- _Document section_:

============================================================

Activities on the default task queue are not executing as quickly as I would expect. These activities typically complete in a few seconds or less when run in isolation. However, under load, I’m observing:

  1. Increased Latency: The activities take significantly longer to complete.
  2. Start-to-Close Timeouts: Many activities are hitting their start-to-close timeout.
  3. Bottleneck at run_in_executor: It appears that when an activity task is picked up by the worker and its Python method is invoked, the call to await loop.run_in_executor(...) doesn’t immediately execute the target function. Instead, these calls seem to be queued up, waiting for a thread in the ThreadPoolExecutor.
  4. Scaling max_workers in ThreadPoolExecutor: I’ve tried increasing the max_workers in the ThreadPoolExecutor (e.g., from 50 to 100, and even higher), but this hasn’t resolved the issue. The machine’s CPU usage remains low, but more activities seem to get queued up internally before run_in_executor actually processes them. This might be somewhat expected, as with more available worker slots in the executor, more activities can be pulled from Temporal and begin processing, only to then wait for the run_in_executor call.

============================================================

- _Exercises_:
(a) Copy the portion of the activity latency post that begins with the words containing "Activities on the" and ends with "their start-to-close timeout.".
(b) Summarize the activity latency post in two sentences.

- _Provided records_:
============================================================

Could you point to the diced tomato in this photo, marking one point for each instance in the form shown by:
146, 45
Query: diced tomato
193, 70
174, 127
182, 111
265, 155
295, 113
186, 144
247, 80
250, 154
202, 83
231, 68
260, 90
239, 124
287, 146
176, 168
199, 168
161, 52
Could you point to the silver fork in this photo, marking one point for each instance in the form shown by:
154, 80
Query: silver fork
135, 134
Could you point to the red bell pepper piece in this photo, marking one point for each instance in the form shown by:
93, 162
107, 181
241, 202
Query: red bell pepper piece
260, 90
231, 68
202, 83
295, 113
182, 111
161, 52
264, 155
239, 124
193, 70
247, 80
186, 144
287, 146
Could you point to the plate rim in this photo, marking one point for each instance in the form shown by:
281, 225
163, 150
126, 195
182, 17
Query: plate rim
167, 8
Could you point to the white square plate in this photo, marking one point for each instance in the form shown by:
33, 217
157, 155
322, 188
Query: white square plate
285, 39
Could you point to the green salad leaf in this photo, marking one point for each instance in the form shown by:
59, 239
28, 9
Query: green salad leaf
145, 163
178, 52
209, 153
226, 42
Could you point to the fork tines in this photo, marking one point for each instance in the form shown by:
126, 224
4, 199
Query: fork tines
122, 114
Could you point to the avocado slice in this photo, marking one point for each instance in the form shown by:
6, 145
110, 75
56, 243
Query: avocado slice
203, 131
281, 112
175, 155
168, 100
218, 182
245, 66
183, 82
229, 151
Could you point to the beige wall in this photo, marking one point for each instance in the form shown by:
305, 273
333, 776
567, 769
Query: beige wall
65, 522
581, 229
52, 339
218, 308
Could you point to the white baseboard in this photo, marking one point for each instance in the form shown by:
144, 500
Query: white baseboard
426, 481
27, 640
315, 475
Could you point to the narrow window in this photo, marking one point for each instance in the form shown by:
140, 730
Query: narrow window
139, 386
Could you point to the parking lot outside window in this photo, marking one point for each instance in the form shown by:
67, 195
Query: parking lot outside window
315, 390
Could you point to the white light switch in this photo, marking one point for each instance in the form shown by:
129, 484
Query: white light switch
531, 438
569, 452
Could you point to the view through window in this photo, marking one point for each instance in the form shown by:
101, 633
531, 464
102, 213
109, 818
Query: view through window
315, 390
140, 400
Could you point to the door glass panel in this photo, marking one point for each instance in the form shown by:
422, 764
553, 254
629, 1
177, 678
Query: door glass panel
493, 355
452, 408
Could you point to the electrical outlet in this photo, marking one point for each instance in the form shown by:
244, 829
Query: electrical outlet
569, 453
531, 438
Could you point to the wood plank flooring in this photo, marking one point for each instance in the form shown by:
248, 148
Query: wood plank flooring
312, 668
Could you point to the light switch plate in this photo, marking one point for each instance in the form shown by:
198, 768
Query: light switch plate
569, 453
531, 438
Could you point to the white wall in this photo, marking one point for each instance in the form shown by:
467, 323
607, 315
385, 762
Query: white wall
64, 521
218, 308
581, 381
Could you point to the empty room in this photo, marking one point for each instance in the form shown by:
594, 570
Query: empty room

============================================================

- _Answers by task_:
(a)
Activities on the default task queue are not executing as quickly as I would expect. These activities typically complete in a few seconds or less when run in isolation. However, under load, I’m observing:

  1. Increased Latency: The activities take significantly longer to complete.
  2. Start-to-Close Timeouts: Many activities are hitting their start-to-close timeout.

(b) Under load, activities on the default task queue that normally finish in a few seconds take significantly longer, and many hit their start-to-close timeout. Calls to run_in_executor appear to queue up waiting for a ThreadPoolExecutor thread, and raising max_workers has not fixed this: CPU usage stays low while more activities queue internally.